- REQUIRED WORK
Reproduce the channel code excerpt from "final sub2 = broadcast.subscribe(replay: 5);" up to and including "on high-frequency events.", swapping "sub2" for "lateSub".

Broadcast (Pub/Sub with Ring) #

final (tx, broadcast) = XChannel.broadcast<int>(capacity: 16);

// Subscriber 1 (starts from now)
final sub1 = broadcast.subscribe();

// Subscriber 2 (replays last 5 items)
final sub2 = broadcast.subscribe(replay: 5);

await tx.send(42);

// Both receive 42
final val1 = await sub1.recv();
final val2 = await sub2.recv();

Rate Limiting (Sender-side) #

Crucial for avoiding cross-isolate overhead on high-frequency events.

final (tx, rx) = XChannel.mpsc<double>();

// Only send at most 1 item every 100ms
final throttled = tx.throttle(const Duration(milliseconds: 100));

// Wait for silence (100ms) before sending last value
final debounced = tx.debounce(const Duration(milliseconds: 100));

// Usage:
onSliderChanged(val) => throttled.send(val);
onSearchQuery(text) => debounced.send(text);

🔔 Notify (lightweight wakeups) #

A tiny synchronization primitive to signal tasks without passing data.

• notified() → returns a (Future<void>, cancel) pair.
  • If a permit is available, it completes immediately and consumes one permit.
  • Otherwise it registers a waiter until notified or canceled.
• notifyOne() → wakes one waiter or stores one permit if none is waiting.

- RECORDS
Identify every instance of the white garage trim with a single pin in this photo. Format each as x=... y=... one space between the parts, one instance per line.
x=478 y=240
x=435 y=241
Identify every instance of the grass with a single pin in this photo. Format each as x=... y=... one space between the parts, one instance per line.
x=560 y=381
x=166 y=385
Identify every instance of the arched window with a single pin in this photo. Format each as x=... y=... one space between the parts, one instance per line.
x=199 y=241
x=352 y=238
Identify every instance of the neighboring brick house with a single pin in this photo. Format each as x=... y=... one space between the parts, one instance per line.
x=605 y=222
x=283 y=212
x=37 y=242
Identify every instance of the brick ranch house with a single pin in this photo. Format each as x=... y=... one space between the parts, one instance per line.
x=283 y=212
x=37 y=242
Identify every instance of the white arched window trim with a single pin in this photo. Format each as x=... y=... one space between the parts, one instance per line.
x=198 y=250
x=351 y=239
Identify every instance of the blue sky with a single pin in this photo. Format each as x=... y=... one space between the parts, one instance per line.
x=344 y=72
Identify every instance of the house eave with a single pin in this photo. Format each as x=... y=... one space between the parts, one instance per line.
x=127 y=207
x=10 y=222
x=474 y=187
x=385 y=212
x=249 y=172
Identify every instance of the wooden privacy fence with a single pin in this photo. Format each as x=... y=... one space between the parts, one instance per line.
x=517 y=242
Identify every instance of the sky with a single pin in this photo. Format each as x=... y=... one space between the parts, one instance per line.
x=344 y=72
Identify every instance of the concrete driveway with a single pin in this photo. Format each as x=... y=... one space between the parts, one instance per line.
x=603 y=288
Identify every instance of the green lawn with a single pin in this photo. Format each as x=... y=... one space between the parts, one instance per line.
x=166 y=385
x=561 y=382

- ANSWER TO THE TASK
final lateSub = broadcast.subscribe(replay: 5);

await tx.send(42);

// Both receive 42
final val1 = await sub1.recv();
final val2 = await lateSub.recv();

Rate Limiting (Sender-side) #

Crucial for avoiding cross-isolate overhead on high-frequency events.